> [Выбранный отрывок]:
===
С другим оттенком и с меньшей односторонностью Болингброк (ср. с. 193) защищал точку зрения натурализма. Бог создал нас для счастья в общем; мы предназначены помогать друг другу. Счастье достижимо только в обществе, а общество не может существовать без справедливости и благожелательности. Тот, кто упражняет добродетель, т. е. способствует благу вида, способствует в то же время своему собственному благу. Все действия проистекают из себялюбия, которое, направляемое сначала непосредственным инстинктом, а позже разумом, развитым через опыт, распространяется на все более широкие сферы. Мы любим себя в наших родственниках, в наших друзьях, далее — в нашей стране, наконец — в человечестве, так что себялюбие и социальная любовь совпадают, и мы побуждаемся к добродетели комбинированными мотивами интереса и долга. Это этика здравого смысла с точки зрения культурного человека мира — которая в надлежащее время имеет право, несомненно, добиться того, чтобы её выслушали.
Тем временем идеи Шефтсбери впечатлили Хатчесона и Батлера в соответствии с особенностями каждого. Оба этих автора считают необходимым объяснить и исправить различие между эгоистическими и благожелательными аффектами дополнениями, которые оказали влияние на этику Юма; оба посвящают свое рвение новой доктрине чувств рефлексии или морального вкуса, в которой первый уделяет больше внимания эстетическому, чисто судящему фактору, второй — активному или императивному.
===
> [Исходные данные]:
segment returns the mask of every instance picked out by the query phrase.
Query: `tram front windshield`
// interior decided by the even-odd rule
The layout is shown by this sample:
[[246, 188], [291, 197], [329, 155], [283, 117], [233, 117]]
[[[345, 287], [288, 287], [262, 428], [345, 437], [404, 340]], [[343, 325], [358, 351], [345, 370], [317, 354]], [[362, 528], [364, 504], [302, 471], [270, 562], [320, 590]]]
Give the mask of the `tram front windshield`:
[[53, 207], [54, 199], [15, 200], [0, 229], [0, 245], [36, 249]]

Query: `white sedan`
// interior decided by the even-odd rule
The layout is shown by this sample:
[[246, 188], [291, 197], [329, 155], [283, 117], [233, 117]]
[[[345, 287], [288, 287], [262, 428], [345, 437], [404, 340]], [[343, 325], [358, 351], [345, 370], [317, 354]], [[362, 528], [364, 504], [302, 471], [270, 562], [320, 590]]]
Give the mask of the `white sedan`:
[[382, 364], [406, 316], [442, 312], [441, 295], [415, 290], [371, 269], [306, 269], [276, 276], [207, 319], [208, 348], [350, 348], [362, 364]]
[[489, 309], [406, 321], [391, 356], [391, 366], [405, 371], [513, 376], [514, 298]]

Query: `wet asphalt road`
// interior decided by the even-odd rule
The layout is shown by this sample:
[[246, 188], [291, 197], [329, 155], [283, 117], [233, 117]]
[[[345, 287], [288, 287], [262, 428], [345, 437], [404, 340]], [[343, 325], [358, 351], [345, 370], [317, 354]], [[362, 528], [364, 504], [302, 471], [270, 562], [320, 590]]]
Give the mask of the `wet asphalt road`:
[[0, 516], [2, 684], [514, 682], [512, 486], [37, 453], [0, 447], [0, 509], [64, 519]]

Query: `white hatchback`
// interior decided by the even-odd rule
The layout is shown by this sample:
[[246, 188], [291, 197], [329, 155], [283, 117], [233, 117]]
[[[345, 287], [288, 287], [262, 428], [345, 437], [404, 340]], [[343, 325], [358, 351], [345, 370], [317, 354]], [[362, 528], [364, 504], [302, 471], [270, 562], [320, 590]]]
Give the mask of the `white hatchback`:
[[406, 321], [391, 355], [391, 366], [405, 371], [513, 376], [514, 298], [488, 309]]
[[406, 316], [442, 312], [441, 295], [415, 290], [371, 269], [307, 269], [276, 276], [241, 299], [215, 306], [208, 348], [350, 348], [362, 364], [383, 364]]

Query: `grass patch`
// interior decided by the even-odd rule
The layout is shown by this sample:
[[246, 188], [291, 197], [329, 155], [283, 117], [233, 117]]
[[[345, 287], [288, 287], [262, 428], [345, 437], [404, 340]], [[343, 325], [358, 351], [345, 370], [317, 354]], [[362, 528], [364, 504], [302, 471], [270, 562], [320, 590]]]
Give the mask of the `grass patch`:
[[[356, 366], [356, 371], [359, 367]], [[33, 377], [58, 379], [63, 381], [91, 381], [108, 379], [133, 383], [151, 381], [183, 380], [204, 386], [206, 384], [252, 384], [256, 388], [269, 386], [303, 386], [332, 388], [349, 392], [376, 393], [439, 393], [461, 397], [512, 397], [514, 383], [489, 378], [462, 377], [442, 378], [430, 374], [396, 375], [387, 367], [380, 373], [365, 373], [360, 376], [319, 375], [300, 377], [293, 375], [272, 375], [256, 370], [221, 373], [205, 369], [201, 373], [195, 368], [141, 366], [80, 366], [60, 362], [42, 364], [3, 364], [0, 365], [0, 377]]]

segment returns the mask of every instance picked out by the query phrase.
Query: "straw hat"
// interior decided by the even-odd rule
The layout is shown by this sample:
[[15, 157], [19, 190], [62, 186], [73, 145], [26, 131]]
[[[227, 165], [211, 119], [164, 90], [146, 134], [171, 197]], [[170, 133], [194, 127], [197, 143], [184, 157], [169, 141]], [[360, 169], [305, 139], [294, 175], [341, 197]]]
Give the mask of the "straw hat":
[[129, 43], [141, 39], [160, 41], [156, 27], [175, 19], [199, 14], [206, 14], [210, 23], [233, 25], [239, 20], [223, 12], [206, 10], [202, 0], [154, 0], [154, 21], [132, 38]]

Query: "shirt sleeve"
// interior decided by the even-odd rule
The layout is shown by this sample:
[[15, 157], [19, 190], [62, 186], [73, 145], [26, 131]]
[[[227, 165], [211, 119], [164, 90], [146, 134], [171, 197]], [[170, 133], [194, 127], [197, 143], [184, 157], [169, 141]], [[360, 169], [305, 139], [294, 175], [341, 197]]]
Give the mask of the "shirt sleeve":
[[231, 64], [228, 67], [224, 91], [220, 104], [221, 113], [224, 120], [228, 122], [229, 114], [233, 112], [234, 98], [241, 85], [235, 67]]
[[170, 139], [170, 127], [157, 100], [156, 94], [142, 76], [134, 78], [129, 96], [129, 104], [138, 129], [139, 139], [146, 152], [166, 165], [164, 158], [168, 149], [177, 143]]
===
> [Короткое задание]:
Ответьте по выбранному отрывку:
1. Без чего, по Болингброку, не может существовать общество?
2. Чьи идеи впечатлили Хатчесона и Батлера?
3. На этику какого мыслителя повлияли дополнения Хатчесона и Батлера?
Записи взяты из другого источника.

> [Ожидаемый ответ]:
1. Без справедливости и благожелательности.
2. Идеи Шефтсбери.
3. Юма.